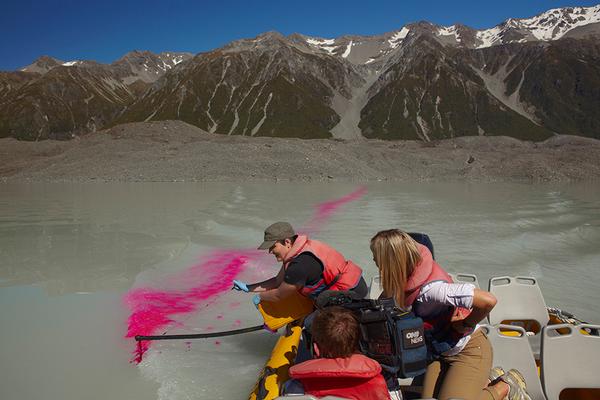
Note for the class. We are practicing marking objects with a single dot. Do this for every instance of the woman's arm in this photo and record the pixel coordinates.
(483, 303)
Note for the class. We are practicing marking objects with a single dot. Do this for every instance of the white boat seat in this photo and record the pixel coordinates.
(511, 350)
(519, 299)
(520, 303)
(570, 358)
(466, 278)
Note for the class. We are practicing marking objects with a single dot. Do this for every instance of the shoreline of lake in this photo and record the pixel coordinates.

Your task: Your task is to transcribe all of the records precisely, with no images included.

Exercise response:
Note for the class. We are practicing marking objects with a single dot. Do this for every instance of the woman's arm in this photo and record the pixel coordinates.
(483, 303)
Note for the class. We are practicing marking objects with a single dot. Do this for every instance of the white boat seat in this photo and record the pixel coordinates.
(511, 350)
(519, 299)
(520, 303)
(570, 358)
(466, 278)
Note for the class. We are practicing marking objects with a single dot. Do this for every instance of the shoreline of lake in this photo and record the pixel coordinates.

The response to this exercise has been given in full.